Records from a collection:
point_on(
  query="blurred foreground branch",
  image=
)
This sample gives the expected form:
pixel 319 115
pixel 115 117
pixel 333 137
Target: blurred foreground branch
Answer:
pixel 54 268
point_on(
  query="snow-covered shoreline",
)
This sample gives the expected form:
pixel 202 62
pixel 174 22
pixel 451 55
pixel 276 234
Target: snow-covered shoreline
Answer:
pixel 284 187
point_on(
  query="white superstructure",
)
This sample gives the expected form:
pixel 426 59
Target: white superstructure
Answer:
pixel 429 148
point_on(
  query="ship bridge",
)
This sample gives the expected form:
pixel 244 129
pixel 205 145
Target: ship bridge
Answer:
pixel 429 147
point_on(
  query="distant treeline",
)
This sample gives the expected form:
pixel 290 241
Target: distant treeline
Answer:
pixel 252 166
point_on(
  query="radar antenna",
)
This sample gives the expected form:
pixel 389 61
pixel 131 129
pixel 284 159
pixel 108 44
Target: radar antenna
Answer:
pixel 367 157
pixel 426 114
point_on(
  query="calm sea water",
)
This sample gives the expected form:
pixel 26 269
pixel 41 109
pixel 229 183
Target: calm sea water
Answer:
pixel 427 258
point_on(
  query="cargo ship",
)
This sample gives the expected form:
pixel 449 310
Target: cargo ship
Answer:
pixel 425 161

---

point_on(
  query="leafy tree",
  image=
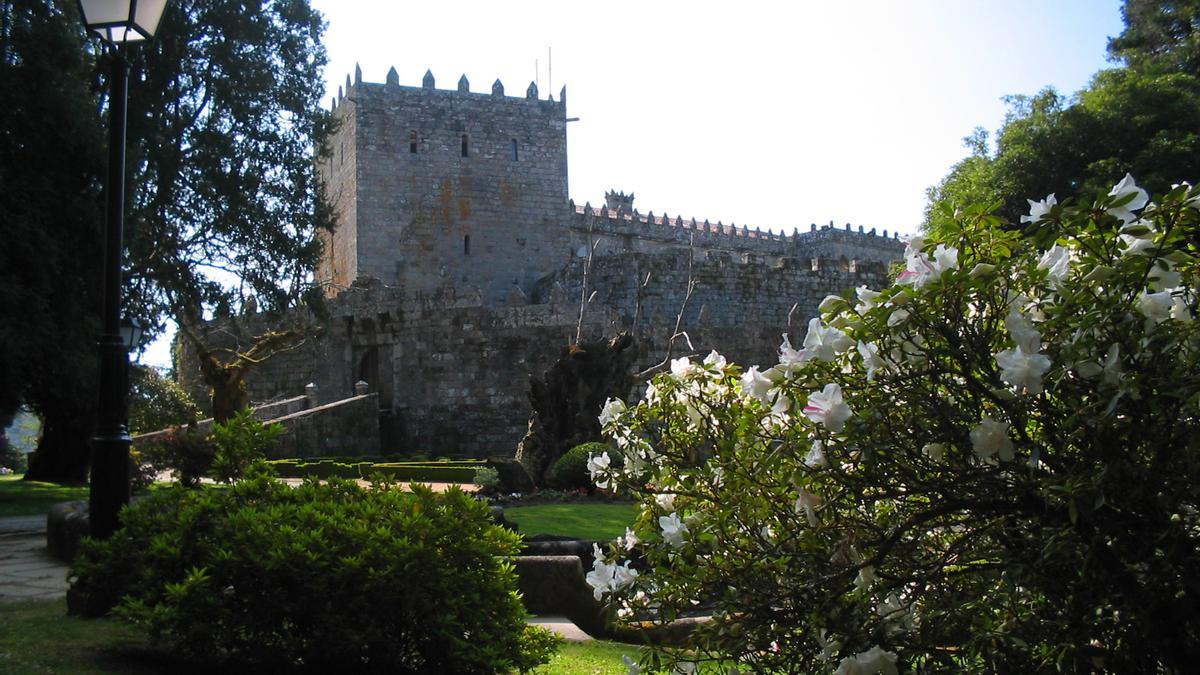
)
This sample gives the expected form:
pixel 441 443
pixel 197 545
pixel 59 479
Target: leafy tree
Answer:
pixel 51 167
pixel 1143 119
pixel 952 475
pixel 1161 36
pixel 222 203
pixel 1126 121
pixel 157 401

--

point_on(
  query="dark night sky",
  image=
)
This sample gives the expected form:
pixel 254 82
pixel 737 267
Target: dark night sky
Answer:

◆ JOB:
Pull out every line of the rows above that contains the string "antenna", treating uppercase and lowercase as different.

◆ SOLVED PROBLEM:
  query="radar antenna",
Target: radar antenna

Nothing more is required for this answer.